Count the lines in the listing below that contain the string "white". Give only the number.
-- start of GIVEN RECORDS --
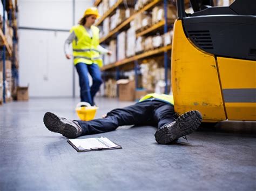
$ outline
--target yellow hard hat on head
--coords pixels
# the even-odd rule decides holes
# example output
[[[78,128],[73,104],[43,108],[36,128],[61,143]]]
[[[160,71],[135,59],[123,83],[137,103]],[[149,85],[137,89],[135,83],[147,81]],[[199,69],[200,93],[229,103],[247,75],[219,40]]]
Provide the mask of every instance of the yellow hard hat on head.
[[[98,9],[96,8],[90,8],[87,9],[85,11],[84,11],[84,17],[90,15],[96,15],[97,18],[98,18],[100,16],[99,14],[99,12],[98,11]]]

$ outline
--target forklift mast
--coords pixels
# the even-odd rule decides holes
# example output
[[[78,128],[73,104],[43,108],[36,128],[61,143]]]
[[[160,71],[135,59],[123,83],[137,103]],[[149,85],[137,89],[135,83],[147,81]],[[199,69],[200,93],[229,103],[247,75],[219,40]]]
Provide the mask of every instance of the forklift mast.
[[[212,6],[177,0],[172,85],[178,113],[198,110],[205,121],[256,120],[256,1]]]

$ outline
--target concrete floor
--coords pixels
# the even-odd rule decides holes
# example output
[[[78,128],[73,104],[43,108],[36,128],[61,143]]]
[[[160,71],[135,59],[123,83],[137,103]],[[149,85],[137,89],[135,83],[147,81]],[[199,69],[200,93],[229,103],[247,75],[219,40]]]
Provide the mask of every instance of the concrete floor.
[[[43,117],[51,111],[77,119],[78,101],[31,99],[0,106],[0,190],[255,190],[255,134],[205,128],[188,142],[160,145],[154,127],[122,127],[82,138],[104,136],[123,149],[78,153],[45,127]],[[97,117],[131,104],[96,101]],[[224,127],[248,125],[256,128],[245,122]]]

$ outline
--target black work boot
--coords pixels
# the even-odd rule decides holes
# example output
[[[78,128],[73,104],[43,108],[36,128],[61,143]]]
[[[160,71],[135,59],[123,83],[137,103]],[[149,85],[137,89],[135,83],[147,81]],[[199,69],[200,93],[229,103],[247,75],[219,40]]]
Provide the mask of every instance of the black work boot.
[[[171,123],[158,129],[154,134],[159,144],[167,144],[186,136],[197,130],[202,121],[202,115],[198,111],[190,111],[179,117]]]
[[[68,138],[75,138],[82,135],[82,129],[78,122],[59,117],[51,112],[44,114],[44,123],[50,131],[60,133]]]

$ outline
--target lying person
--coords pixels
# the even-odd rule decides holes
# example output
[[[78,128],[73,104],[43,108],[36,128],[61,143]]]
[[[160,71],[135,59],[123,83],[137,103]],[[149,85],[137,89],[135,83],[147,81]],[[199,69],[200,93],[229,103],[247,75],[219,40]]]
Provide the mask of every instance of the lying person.
[[[176,115],[172,96],[151,93],[134,105],[112,110],[102,119],[72,120],[47,112],[43,120],[48,129],[68,138],[107,132],[124,125],[152,126],[157,127],[156,141],[167,144],[195,131],[202,120],[198,111],[186,112],[177,119]]]

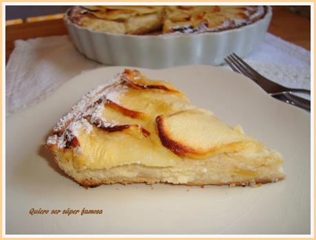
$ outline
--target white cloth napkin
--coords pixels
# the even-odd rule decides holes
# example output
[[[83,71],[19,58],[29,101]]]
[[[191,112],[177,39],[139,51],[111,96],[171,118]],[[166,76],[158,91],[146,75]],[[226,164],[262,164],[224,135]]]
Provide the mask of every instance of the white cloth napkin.
[[[311,89],[311,52],[302,47],[268,33],[245,60],[275,82]],[[43,100],[82,71],[101,66],[78,52],[67,36],[16,41],[5,69],[7,116]]]

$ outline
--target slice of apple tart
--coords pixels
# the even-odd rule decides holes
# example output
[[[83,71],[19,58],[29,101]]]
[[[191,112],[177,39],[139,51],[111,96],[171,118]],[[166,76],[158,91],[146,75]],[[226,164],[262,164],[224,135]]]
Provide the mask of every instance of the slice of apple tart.
[[[126,69],[54,127],[47,146],[80,184],[253,186],[285,177],[283,159],[170,84]]]

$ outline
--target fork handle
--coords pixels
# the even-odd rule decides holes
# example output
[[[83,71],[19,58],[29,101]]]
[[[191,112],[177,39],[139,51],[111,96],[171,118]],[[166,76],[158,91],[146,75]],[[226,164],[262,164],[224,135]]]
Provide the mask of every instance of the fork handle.
[[[302,93],[311,95],[311,90],[308,89],[303,89],[300,88],[289,88],[287,90],[282,91],[278,91],[275,93],[270,94],[271,96],[275,96],[275,95],[280,95],[280,94],[288,94],[292,93]]]
[[[273,98],[311,111],[311,101],[305,98],[291,94],[275,95]]]

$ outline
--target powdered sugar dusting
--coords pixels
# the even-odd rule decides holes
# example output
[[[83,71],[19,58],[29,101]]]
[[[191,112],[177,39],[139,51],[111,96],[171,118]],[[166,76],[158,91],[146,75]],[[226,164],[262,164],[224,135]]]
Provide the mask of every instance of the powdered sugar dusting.
[[[91,122],[95,120],[102,122],[104,127],[111,127],[114,122],[107,122],[102,115],[104,101],[106,99],[119,103],[119,96],[126,91],[127,87],[121,84],[124,74],[119,74],[106,84],[100,85],[83,96],[71,111],[62,118],[53,129],[53,134],[48,137],[47,144],[54,144],[63,149],[71,138],[79,135],[80,129],[89,133],[93,127],[86,119],[91,117]],[[101,121],[100,121],[100,120]],[[71,134],[69,133],[71,133]]]

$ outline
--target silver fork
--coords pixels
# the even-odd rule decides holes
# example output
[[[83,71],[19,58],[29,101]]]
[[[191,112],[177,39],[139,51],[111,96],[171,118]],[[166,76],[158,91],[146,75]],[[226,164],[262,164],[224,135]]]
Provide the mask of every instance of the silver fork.
[[[235,54],[228,56],[225,61],[234,72],[249,78],[275,98],[311,111],[309,100],[291,94],[295,92],[311,94],[310,90],[286,87],[274,83],[260,74]]]

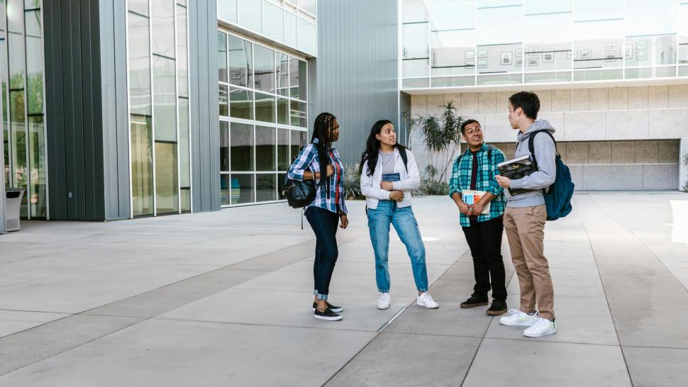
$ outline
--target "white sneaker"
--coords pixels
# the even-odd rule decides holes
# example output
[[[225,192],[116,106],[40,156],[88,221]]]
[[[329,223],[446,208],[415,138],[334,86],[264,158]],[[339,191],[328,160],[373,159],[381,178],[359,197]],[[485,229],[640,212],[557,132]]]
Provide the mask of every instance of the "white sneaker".
[[[512,325],[518,327],[530,327],[538,321],[538,312],[529,315],[518,309],[511,309],[509,315],[499,318],[499,323],[502,325]]]
[[[557,324],[546,318],[538,318],[538,321],[531,327],[523,331],[523,336],[528,337],[542,337],[557,332]]]
[[[392,297],[389,296],[389,293],[383,293],[380,295],[380,298],[377,299],[377,308],[389,309],[390,302],[392,302]]]
[[[428,292],[425,292],[418,296],[418,298],[416,300],[416,303],[421,306],[425,306],[426,308],[429,308],[431,309],[435,309],[435,308],[440,307],[440,304],[435,303],[435,300],[433,299],[433,296],[431,296]]]

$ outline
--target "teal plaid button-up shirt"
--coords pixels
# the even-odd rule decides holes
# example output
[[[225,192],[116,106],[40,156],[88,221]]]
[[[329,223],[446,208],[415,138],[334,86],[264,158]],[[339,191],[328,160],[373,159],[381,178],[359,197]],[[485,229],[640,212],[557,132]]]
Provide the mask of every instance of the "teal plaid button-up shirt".
[[[497,164],[506,159],[503,152],[492,147],[492,157],[487,157],[487,151],[490,147],[482,144],[482,147],[477,152],[478,174],[475,181],[476,191],[485,191],[496,196],[490,203],[489,213],[478,216],[478,222],[484,222],[494,219],[504,213],[506,206],[506,199],[504,198],[504,189],[499,186],[495,175],[499,174]],[[473,154],[470,150],[466,150],[460,156],[454,160],[452,169],[452,176],[449,179],[449,197],[455,192],[460,194],[465,189],[470,189],[471,178],[473,174]],[[460,222],[462,227],[470,227],[470,219],[464,214],[460,215]]]

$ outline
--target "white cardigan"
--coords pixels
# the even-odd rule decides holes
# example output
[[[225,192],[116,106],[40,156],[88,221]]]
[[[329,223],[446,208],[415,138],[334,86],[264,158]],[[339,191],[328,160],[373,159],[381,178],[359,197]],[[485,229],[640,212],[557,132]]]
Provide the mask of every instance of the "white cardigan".
[[[399,181],[394,181],[392,186],[394,191],[404,191],[404,200],[396,203],[399,207],[411,206],[411,190],[416,189],[421,185],[421,174],[416,165],[416,159],[409,150],[406,150],[407,164],[404,166],[404,160],[399,155],[398,148],[394,147],[394,173],[399,174]],[[408,168],[408,172],[406,169]],[[389,198],[391,191],[380,188],[382,181],[382,158],[378,157],[375,173],[368,176],[368,162],[363,164],[363,172],[361,174],[361,193],[365,196],[365,203],[368,208],[377,208],[377,202],[380,200]]]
-- end of GIVEN RECORDS --
SOLVED PROBLEM
6